# The exercise
Output the material below line for line, with no changes.

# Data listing
= = = = =

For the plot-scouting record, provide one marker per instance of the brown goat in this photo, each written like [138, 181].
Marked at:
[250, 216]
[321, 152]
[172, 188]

= = = = =

# Answer to the task
For the plot-scouting record, provide one marker per instance of the brown goat in this photo, each written like [138, 181].
Marked at:
[250, 216]
[321, 152]
[172, 188]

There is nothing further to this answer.